**The input**
● ● ● ● ●

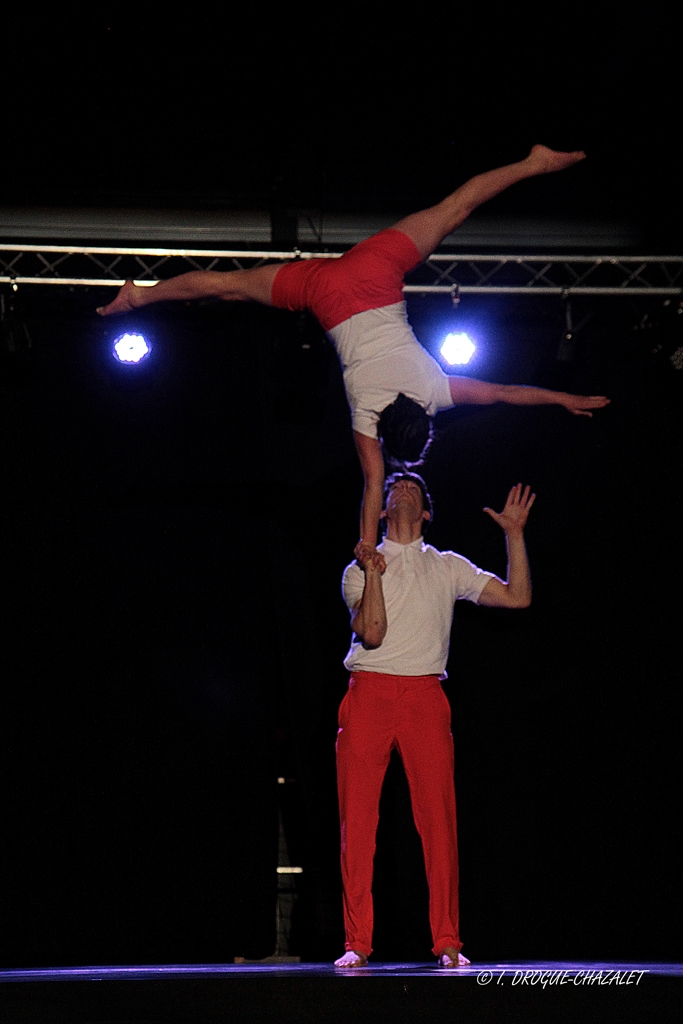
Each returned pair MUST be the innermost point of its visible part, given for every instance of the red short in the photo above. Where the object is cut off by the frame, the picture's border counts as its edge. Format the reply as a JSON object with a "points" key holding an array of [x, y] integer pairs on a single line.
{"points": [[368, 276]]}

● ● ● ● ●

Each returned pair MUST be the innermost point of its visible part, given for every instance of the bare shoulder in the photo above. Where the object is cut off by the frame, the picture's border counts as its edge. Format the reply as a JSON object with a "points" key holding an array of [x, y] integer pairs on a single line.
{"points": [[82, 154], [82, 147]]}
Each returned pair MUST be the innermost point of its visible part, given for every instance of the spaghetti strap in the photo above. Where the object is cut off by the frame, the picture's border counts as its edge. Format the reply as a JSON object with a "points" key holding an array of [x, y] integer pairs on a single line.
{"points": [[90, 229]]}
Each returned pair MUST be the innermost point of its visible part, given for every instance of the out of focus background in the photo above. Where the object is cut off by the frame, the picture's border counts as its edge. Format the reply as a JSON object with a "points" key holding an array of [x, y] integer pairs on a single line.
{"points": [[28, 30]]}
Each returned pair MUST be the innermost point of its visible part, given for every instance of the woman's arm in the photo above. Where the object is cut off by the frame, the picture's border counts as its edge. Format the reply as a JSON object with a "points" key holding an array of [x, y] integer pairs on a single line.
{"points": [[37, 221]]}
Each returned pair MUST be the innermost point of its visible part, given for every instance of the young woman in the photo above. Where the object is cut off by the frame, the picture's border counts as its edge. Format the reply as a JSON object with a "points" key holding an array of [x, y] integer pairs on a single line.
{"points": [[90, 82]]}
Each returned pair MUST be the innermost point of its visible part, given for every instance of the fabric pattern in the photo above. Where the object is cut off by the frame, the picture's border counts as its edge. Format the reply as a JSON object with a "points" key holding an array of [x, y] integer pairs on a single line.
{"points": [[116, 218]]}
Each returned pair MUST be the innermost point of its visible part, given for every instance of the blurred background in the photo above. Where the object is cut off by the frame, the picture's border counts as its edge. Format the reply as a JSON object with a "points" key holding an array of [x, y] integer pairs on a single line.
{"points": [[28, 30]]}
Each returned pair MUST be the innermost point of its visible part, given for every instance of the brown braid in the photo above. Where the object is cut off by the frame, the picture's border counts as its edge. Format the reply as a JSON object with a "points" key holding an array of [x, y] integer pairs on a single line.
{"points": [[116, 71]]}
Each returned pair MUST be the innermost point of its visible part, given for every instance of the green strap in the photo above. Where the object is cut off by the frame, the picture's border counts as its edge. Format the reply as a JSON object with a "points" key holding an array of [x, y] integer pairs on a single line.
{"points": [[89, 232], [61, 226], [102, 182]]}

● ● ● ● ●

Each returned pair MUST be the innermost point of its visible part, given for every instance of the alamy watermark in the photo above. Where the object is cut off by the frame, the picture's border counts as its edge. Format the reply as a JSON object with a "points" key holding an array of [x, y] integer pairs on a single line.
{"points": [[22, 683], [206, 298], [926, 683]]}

● ● ● ● ●

**Aim**
Collect and copy in full every line of the listing above that contains the word "strap". Case counts.

**Solution to the problem**
Each returned pair MUST be the innermost point of its visible part, given for every instance of the spaghetti strap in the photo above. Where the object is cut off by the frame, the picture's border counts as its edge. Format the reply as a JSON object with a "points" key holding an array of [x, y] integer pairs on a single line.
Each returned pair MUST be the innermost point of its visible part, given for every instance of the green strap in the photo above. Where the object is cut off by the frame, the picture's border counts as its edge. Format the reply as a JSON object with a "points" key holding an array of [x, y] integer pairs on a single line.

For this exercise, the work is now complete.